■ **GIVEN INSTRUCTION**:
Count the lines in the items below that contain the string "wooden", and give only that number.

■ **GIVEN ENTRIES**:
— start —
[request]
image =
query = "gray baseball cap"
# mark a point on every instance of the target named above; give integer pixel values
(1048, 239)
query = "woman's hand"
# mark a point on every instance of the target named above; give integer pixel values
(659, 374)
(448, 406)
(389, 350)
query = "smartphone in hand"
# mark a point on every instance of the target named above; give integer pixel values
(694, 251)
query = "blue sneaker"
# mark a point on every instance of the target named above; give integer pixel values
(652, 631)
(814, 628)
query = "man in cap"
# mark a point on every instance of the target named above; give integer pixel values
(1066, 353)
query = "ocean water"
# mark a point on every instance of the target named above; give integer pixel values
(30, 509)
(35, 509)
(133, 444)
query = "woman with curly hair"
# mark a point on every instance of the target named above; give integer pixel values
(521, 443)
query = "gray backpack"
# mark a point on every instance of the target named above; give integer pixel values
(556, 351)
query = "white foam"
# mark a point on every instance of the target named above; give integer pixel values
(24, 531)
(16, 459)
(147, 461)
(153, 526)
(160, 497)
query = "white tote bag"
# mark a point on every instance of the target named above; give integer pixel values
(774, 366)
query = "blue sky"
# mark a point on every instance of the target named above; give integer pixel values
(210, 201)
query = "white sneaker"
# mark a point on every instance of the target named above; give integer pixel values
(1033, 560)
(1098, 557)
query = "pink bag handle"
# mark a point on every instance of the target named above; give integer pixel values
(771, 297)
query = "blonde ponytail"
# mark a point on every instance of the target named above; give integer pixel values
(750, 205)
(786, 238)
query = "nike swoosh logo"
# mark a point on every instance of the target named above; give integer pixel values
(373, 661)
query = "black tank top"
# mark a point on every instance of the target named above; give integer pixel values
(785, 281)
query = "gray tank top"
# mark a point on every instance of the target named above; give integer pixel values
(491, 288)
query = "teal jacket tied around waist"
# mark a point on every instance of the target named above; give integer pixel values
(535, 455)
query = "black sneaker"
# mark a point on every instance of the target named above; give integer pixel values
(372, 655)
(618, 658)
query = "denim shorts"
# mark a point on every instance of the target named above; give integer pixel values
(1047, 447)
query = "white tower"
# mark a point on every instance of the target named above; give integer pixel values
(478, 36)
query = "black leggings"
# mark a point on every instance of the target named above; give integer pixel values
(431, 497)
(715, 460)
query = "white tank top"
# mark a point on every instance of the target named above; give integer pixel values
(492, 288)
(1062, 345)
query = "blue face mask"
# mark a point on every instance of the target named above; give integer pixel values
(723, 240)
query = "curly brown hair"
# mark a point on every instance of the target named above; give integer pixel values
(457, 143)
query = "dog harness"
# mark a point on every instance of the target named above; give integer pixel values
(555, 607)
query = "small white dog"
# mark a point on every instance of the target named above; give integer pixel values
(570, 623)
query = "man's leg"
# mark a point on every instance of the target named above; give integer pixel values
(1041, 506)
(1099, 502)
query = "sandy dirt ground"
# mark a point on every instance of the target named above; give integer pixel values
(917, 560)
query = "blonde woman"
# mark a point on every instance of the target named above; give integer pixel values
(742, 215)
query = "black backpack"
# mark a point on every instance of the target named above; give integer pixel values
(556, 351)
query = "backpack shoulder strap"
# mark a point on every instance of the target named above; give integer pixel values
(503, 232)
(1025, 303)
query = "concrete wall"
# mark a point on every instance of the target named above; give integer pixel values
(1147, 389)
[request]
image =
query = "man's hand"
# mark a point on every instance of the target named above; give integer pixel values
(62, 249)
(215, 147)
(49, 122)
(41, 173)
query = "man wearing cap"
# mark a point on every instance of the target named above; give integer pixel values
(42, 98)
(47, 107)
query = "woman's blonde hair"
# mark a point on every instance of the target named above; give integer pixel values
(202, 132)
— end —
— start —
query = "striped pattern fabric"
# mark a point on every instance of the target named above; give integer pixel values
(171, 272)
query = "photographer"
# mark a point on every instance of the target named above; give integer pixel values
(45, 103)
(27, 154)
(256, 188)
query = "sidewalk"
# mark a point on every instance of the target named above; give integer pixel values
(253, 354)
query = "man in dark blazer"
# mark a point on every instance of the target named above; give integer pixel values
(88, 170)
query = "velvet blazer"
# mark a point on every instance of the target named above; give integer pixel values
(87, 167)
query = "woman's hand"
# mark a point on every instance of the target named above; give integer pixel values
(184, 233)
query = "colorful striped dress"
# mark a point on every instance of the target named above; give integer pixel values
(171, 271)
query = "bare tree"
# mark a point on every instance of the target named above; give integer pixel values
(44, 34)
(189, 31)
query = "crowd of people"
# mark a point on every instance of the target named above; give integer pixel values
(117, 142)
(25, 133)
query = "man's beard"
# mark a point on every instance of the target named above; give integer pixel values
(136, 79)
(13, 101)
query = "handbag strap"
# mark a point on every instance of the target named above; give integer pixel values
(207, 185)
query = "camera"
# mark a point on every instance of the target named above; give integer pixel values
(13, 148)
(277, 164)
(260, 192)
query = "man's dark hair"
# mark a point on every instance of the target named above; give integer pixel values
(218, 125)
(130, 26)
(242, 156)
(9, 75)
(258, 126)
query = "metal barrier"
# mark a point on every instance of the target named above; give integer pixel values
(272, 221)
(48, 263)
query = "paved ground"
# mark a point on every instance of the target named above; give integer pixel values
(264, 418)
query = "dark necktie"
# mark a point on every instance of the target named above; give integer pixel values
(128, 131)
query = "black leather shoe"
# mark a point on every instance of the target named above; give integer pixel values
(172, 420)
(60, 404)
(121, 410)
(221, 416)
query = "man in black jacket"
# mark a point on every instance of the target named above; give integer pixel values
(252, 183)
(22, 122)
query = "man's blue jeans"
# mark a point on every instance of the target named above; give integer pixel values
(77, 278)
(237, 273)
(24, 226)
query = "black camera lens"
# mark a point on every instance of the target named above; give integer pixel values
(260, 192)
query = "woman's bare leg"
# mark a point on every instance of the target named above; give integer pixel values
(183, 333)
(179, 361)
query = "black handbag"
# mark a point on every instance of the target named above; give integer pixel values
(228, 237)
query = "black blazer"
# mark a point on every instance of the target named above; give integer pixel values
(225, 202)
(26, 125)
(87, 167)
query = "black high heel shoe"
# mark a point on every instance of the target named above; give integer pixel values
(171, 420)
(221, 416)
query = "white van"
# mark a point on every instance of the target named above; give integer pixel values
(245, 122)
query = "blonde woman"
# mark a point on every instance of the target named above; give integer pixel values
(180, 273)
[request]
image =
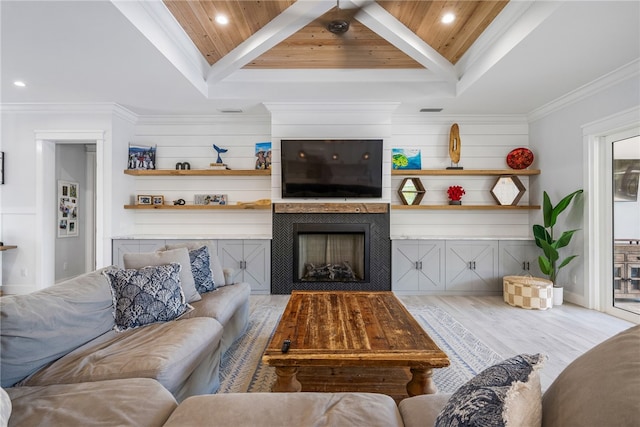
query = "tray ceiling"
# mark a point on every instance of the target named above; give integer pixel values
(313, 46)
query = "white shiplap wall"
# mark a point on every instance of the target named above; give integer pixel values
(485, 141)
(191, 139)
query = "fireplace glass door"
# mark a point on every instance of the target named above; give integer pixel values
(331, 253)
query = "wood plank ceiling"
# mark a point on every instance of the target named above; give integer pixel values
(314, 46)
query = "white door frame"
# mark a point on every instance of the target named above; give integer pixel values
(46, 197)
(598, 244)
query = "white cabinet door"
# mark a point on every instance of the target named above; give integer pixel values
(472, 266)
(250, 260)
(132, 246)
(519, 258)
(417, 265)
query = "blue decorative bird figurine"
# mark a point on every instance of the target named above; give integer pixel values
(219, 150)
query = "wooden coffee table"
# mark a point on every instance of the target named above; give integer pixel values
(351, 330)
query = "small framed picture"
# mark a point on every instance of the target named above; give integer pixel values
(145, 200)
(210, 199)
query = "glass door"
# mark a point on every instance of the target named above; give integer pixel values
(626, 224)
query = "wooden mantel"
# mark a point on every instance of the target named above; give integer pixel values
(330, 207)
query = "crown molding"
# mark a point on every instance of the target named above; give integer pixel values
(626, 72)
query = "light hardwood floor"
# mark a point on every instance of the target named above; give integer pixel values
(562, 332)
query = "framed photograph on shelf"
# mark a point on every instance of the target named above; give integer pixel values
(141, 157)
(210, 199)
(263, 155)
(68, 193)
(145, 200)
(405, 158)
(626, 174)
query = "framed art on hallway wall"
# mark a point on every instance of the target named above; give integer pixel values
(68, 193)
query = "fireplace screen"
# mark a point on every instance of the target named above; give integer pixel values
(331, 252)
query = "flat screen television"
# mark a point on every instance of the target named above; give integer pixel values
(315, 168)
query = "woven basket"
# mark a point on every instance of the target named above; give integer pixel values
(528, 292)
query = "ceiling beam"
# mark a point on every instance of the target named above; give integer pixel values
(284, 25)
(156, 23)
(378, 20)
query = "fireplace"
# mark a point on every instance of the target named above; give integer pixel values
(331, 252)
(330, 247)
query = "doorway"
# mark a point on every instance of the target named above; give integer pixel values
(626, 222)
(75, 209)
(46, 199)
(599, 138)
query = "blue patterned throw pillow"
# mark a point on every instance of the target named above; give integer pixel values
— end —
■ **EXPECTED ANSWER**:
2